Exercise brief: Reproduce the part of the forum thread on version control for configuration files between "What is the" and "a bad idea.", inclusive.

Page extract:
# Version Control for Configuration Files



## yth (Apr 6, 2019)

It seems like an obvious way to do this is just to set up a git repo at the base of /etc directory.

But, I am not sure if I just had a great idea or a terrible one with implications that I just hadn't figured yet.

Is there any reason why this might a bad idea?

What is the standard practice?


----------



## derekschrock (Apr 6, 2019)

Accidentally running git-clean that deletes untracked files in /etc is a good reason not to do it.

I'd keep everything you want to track in ~/etc-files/ and just have a command to install from ~/etc-files to /etc.  Also, symlinking ~/etc-files to /etc might not be a bad idea.


----------



## trev (Apr 6, 2019)

I use rcs which used to always come with FreeBSD base, but no longer in 12.0+ (though now available in ports).


----------



## drhowarddrfine (Apr 6, 2019)

I've seen a few people using git for config files but I don't know I'd be so calm about keeping them on Microsoft's github public web site.


----------



## mickey (Apr 6, 2019)

For some years now, I keep a number of configuration files on all of my machines in the directory /etc/config under CVS control. This directory has a Makefile for installing (symlinking) those files into their respective target locations as well as uninstalling (copying default file version from /usr/src or deleting the symlink). The configuration files I am keeping there include: csh.cshrc, csh.login, csh.logout, profile, printcap, mergemaster.rc, kernel configs, Xresources and some others.


----------



## ralphbsz (Apr 6, 2019)

drhowarddrfine said:


> I've seen a few people using git for config files but I don't know I'd be so calm about keeping them on Microsoft's github public web site.


You don't have to upload your git repositories to github.  You can keep them locally, copy them to other machines, share them among friends or colleagues, all without making the publicly visible.  I also don't understand the paranoia about Microsoft for public git repositories: Once you upload your stuff to a place where it is public (visible to anyone), what nasty stuff can Microsoft do which random other parties can't?


----------



## rigoletto@ (Apr 6, 2019)

That made me remember editors/texstudio does have integrated SVN support. Maybe VCS could be integrated in a similar way into FreeBSD for config files.


----------



## yth (Apr 7, 2019)

To summarize the discussion so far on points that no one has disagreed, it seems it's okay to use version control software with configuration files in /etc. To prevent some VCS command from damaging the configuration files, it might be a good idea to collect the files that have version controlled applied and place them elsewhere. In effect, the repo should not be the entire /etc directory. Ideally, we should use VCS that comes with FreeBSD base instead of ports because they are guaranteed to be around if something catastrophic happens. Presumably, this is because that program will be part of the live CD.

It seems most of the files in /etc is owned by root. I haven't exhaustively checked, but the overall consensus seems clear. Regular users will not be able to change them. If the repo is created by a regular user, would it mean VCS commands issued by the regular user will not be able to affect the file themselves only the history of the files? Assuming, root gives read access to all files to this user. Would this make it safer creating a repo with /etc?

Source excerpt:
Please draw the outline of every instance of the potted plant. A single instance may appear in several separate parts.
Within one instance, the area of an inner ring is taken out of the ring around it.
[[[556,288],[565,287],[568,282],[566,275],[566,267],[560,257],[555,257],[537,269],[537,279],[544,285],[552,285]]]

Correct output:
What is the standard practice?


----------



## derekschrock (Apr 6, 2019)

Accidentally running git-clean that deletes untracked files in /etc is a good reason not to do it.

I'd keep everything you want to track in ~/etc-files/ and just have a command to install from ~/etc-files to /etc.  Also, symlinking ~/etc-files to /etc might not be a bad idea.